→ **Source passage**:
########################################
Paul Price

Personal information
- Full name: Paul Terence Price
- Date of birth: 23 March 1954 (age 72)
- Place of birth: St Albans, Hertfordshire, England
- Height: 5 ft 11 in (1.80 m)
- Position: Central defender

Senior career*
- Years: Team / Apps / (Gls)
- 1971–1981: Luton Town / 207 / (8)
- 1977–1978: → Minnesota Kicks (loan) / 24 / (2)
- 1981–1984: Tottenham Hotspur / 39 / (0)
- 1984: Minnesota Strikers / 8 / (0)
- 1985–1986: Swansea City / 61 / (1)
- 1986–1988: Peterborough United / 86 / (0)
- Chelmsford City
- 1988-1991: Wivenhoe Town / 157 / (4)
- St Albans City
- Total:  / 582 / (15)

International career
- 1980–1984: Wales / 25 / (1)

Managerial career
- 2009–2010: Western Knights
- Sorrento
- Armadale

= Paul Price (footballer) =

Wales international footballer

Paul Price (born 23 March 1954) is a former professional footballer. He played for Welwyn Garden City, Luton Town, Tottenham Hotspur, Swansea City, Minnesota Strikers, Peterborough United, St Albans City and was an international for Wales. He played in the position of central defender.
########################################
→ **Data provided**:

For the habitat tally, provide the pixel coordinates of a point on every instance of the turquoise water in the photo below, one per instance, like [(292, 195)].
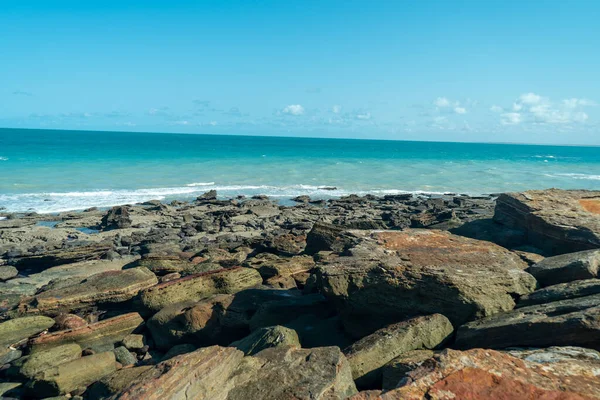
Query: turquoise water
[(50, 171)]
########################################
→ **Things to do**:
[1] Please write out the part of the Paul Price page above, starting at "- Position: Central" and ending at "City / 61 / (1)".
[2] Summarize the Paul Price page in two sentences.

→ **Outputs by task**:
[1]
- Position: Central defender

Senior career*
- Years: Team / Apps / (Gls)
- 1971–1981: Luton Town / 207 / (8)
- 1977–1978: → Minnesota Kicks (loan) / 24 / (2)
- 1981–1984: Tottenham Hotspur / 39 / (0)
- 1984: Minnesota Strikers / 8 / (0)
- 1985–1986: Swansea City / 61 / (1)

[2] Paul Price, born 23 March 1954 in St Albans, Hertfordshire, England, is a former professional footballer who played as a central defender. His clubs included Luton Town, Tottenham Hotspur, Swansea City and Peterborough United, and he played 25 times for Wales.